• EXERCISE PROMPT: Exclude all pictures, then restate the entries below word for word.

(DATASET EXCERPTS Opens)

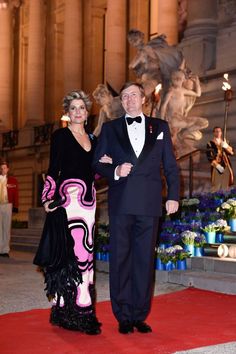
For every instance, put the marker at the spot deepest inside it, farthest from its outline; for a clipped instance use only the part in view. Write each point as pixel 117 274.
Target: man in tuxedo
pixel 138 146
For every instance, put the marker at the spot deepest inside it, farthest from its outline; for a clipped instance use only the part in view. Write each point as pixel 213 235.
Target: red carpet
pixel 182 320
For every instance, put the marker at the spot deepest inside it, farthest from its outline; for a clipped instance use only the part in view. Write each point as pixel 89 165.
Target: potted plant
pixel 199 242
pixel 228 209
pixel 167 257
pixel 222 228
pixel 187 238
pixel 180 256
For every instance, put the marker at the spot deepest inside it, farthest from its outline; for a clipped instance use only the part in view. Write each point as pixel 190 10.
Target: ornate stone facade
pixel 48 47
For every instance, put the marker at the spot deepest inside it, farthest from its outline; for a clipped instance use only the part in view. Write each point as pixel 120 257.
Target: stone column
pixel 138 19
pixel 115 59
pixel 199 43
pixel 72 45
pixel 36 63
pixel 5 68
pixel 202 18
pixel 167 20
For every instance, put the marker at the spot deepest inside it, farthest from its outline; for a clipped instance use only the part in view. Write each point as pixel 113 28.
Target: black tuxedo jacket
pixel 141 192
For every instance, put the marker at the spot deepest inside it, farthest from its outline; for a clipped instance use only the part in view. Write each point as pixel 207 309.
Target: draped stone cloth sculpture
pixel 177 103
pixel 157 62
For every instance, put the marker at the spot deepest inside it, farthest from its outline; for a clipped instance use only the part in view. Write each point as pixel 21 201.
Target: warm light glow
pixel 3 5
pixel 226 76
pixel 226 86
pixel 158 89
pixel 223 251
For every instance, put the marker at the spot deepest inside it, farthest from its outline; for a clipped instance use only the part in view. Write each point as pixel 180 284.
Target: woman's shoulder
pixel 60 133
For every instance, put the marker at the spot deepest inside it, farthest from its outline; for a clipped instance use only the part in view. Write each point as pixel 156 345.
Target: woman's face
pixel 77 111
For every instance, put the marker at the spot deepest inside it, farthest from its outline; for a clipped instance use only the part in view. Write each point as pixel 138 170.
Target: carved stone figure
pixel 185 129
pixel 157 62
pixel 111 107
pixel 154 61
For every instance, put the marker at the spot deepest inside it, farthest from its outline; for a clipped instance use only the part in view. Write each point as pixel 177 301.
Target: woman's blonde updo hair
pixel 76 95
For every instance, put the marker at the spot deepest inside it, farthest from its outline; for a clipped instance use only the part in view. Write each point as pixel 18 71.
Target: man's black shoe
pixel 142 327
pixel 126 327
pixel 6 255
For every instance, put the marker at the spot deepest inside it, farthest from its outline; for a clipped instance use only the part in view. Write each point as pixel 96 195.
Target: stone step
pixel 213 264
pixel 33 240
pixel 26 232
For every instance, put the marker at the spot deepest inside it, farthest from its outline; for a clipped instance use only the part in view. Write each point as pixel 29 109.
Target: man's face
pixel 132 100
pixel 4 170
pixel 217 133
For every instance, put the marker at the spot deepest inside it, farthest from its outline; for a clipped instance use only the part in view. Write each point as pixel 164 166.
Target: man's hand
pixel 105 159
pixel 171 206
pixel 224 144
pixel 220 168
pixel 124 169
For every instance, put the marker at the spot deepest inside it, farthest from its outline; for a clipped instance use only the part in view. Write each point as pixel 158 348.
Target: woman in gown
pixel 70 178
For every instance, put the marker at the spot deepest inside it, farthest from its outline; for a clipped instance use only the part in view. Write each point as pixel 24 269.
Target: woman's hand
pixel 46 206
pixel 105 159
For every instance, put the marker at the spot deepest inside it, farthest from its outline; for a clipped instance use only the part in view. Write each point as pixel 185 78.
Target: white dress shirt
pixel 3 189
pixel 136 132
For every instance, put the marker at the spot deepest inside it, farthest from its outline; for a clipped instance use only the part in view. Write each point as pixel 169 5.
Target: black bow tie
pixel 136 119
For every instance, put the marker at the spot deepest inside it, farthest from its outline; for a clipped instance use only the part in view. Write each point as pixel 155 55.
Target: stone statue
pixel 111 107
pixel 154 61
pixel 175 108
pixel 157 62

(DATASET EXCERPTS Closes)

• ANSWER FOR THE TASK:
For every instance, put the marker at the spot deepest inside it, farthest from its outline; for a clipped instance use only the part in view. Write each point as pixel 117 274.
Target: man in tuxedo
pixel 138 146
For every instance, put the marker at the spot deepest inside it, farthest from its outline; for a clipped instance use only the part in view. Write each point as pixel 213 235.
Target: red carpet
pixel 182 320
For every instance, put the marker at the spot deepest inside it, farthest from its outline; for a clipped instance use only the part in view. Write each point as pixel 89 165.
Target: potted plant
pixel 199 242
pixel 228 209
pixel 167 257
pixel 222 228
pixel 187 238
pixel 180 256
For every instance, put the marker at the spot deepest inside it, farthest from its outline; for a clipped instance use only the part in view. Write each point as pixel 190 10.
Target: ornate stone facade
pixel 48 47
For every instance, put the marker at the spot deepest inside it, farthest from its outline; for a clipped instance use only the part in view. Write each point as pixel 120 257.
Target: stone column
pixel 138 19
pixel 115 59
pixel 199 43
pixel 72 45
pixel 36 63
pixel 5 68
pixel 202 18
pixel 167 20
For every instance, put the marker at the spot deepest inside it, farthest from its outline; for a clipped instance use only the part in view. Write each point as pixel 113 28.
Target: black tuxedo jacket
pixel 141 192
For every instance, put the marker at the spot deepest inside it, farthest from its outline; for a clipped instance use only the part in view. Write each point as pixel 207 309.
Target: draped stone cloth sculpture
pixel 177 103
pixel 157 62
For every instance, put the marker at the spot deepest inside it, farthest from its outline; for a clipped instance use only the part in view. Write each point as pixel 21 201.
Target: warm light glow
pixel 3 5
pixel 226 76
pixel 226 86
pixel 158 89
pixel 223 251
For every instance, put the marker at the spot deepest inside it, farthest from its outline; for a clipped instance use only the part in view. Write each point as pixel 180 284.
Target: woman's shoulder
pixel 60 133
For every instance, put the marker at the spot deepest inside it, farthest from its outline; for a clipped instance use only the part in view. Write each point as pixel 156 345.
Target: woman's face
pixel 77 111
For every instance, put the marker at the spot deepest inside it, farthest from its outline; for a clipped instance use only the part in view. Write each point as pixel 138 170.
Target: carved stone figure
pixel 185 129
pixel 157 62
pixel 111 107
pixel 154 61
For every instance, put the marker at the spot deepest inside it, farthest from its outline; for a clipped instance use only the part in view. Write each point as pixel 177 301.
Target: woman's blonde updo hair
pixel 76 95
For every instance, put the marker at the spot deepest inside it, farthest from its outline; for a clipped instance use only the part in view. Write each point as pixel 18 71.
Target: man's black shoe
pixel 142 327
pixel 126 327
pixel 6 255
For every instance, put the marker at the spot deepest inside it, farthest from its outline; for a clipped instance use only the part in view. Write each point as pixel 96 195.
Target: stone step
pixel 213 264
pixel 33 240
pixel 26 232
For every instance, put the marker at the spot deepest inside it, farthest from its outline; for a clipped instance use only the part in view. Write each point as pixel 29 109.
Target: man's face
pixel 132 100
pixel 4 170
pixel 217 133
For every instance, put the marker at the spot deepest inside it, farthest from its outline; for a clipped instance use only the part in view. Write each point as pixel 164 166.
Target: man's hand
pixel 105 159
pixel 171 206
pixel 224 144
pixel 220 168
pixel 124 169
For every instance, put the marker at the spot deepest inside it, farthest from its outline; for a clipped instance use only the part in view. Write each point as pixel 158 348.
Target: woman in gown
pixel 70 178
For every instance, put the marker at the spot deepest inside it, farthest from its outline; for a clipped instance use only the part in view. Write each point as pixel 24 269.
Target: woman's hand
pixel 46 206
pixel 105 159
For every instance, put the marker at the spot deepest inside it, farthest from its outline; for a clipped instance use only the part in view. Write each point as pixel 185 78.
Target: white dress shirt
pixel 3 189
pixel 136 132
For every instance, put the marker at the spot deepest inside it, farthest from its outline; for a clipped instance use only the part in view. Write each point as pixel 169 5.
Target: black bow tie
pixel 136 119
For every instance, put the marker at the spot deepest inside it, farthest from its outline; for a clipped instance use only the part in view. Write each point as pixel 155 55.
Target: stone statue
pixel 111 107
pixel 154 61
pixel 175 108
pixel 157 62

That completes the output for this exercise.